_PROBLEM TO WORK ON_:
From the line with "in dark red" to the final line, print the records exactly as they are.

[Entries taken from a collection]
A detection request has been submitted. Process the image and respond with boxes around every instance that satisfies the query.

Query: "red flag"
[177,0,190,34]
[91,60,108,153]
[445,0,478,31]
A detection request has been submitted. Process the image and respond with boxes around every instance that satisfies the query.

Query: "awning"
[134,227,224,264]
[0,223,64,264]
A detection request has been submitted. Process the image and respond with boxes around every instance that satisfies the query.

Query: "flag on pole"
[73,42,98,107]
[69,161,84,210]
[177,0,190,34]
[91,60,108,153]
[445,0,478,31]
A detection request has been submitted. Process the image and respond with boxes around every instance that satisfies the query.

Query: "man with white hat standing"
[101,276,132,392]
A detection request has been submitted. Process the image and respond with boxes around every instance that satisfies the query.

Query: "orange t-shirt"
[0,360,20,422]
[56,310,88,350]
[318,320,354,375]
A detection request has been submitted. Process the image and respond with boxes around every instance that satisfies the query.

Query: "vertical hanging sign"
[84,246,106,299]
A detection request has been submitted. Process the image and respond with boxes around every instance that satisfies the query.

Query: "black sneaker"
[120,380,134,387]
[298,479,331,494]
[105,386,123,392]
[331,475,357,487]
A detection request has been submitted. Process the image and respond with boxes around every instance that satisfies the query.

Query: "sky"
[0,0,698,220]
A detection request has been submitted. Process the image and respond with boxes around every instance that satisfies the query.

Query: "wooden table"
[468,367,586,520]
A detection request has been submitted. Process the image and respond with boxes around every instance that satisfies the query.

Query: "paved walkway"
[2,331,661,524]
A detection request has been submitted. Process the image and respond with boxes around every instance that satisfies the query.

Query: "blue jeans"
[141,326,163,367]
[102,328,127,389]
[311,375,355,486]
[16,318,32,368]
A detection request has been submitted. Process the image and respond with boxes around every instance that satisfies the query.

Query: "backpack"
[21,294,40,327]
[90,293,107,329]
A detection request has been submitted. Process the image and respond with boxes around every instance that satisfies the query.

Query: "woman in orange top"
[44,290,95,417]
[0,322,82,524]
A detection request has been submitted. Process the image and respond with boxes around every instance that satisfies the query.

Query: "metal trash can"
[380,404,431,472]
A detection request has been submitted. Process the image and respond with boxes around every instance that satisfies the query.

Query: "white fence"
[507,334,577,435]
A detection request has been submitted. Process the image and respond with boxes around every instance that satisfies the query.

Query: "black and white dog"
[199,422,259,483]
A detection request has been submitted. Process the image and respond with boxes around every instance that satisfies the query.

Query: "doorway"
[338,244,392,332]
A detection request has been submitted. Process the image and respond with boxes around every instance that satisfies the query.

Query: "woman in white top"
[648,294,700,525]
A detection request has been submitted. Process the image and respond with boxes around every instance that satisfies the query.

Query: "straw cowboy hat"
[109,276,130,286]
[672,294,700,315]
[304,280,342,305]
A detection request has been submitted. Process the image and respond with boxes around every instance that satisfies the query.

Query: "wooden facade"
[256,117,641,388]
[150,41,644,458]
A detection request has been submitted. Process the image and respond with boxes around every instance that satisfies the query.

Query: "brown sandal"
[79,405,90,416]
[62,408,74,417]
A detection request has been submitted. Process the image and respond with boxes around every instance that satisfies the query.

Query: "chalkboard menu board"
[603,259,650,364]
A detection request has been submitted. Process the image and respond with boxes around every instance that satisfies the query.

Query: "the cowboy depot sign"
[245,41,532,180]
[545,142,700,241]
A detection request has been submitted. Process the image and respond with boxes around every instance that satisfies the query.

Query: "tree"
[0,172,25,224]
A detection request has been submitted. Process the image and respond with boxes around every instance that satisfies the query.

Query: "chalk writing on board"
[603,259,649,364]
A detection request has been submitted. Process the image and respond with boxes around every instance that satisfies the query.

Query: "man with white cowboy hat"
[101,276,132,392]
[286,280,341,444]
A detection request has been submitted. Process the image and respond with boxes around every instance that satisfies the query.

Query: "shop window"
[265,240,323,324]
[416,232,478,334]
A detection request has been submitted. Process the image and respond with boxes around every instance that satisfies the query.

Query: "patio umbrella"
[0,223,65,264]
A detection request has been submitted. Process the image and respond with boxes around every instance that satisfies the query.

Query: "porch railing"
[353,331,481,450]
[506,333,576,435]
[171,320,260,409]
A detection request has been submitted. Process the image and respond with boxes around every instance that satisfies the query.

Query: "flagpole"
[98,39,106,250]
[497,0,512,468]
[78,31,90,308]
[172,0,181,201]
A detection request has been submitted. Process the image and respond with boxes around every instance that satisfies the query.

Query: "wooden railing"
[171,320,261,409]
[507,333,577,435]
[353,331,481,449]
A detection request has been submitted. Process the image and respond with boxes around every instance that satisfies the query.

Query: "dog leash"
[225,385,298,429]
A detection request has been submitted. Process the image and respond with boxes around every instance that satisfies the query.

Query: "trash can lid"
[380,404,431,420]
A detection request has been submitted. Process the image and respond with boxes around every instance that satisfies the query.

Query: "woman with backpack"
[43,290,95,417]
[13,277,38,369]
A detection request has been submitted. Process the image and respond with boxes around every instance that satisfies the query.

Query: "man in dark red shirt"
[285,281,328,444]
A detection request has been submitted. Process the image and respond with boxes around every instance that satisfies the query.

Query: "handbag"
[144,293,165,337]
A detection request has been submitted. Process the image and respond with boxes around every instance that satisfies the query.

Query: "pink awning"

_RESULT_:
Query: "man in dark red shirt"
[285,281,328,444]
A detection request has been submitted. Process the image and respond with boxes around every instance that satisfies the query.

Query: "handbag"
[144,293,165,337]
A detection request has been submitted. Process the image and respond with boxes around every instance that satisfies the query.

Query: "pink awning"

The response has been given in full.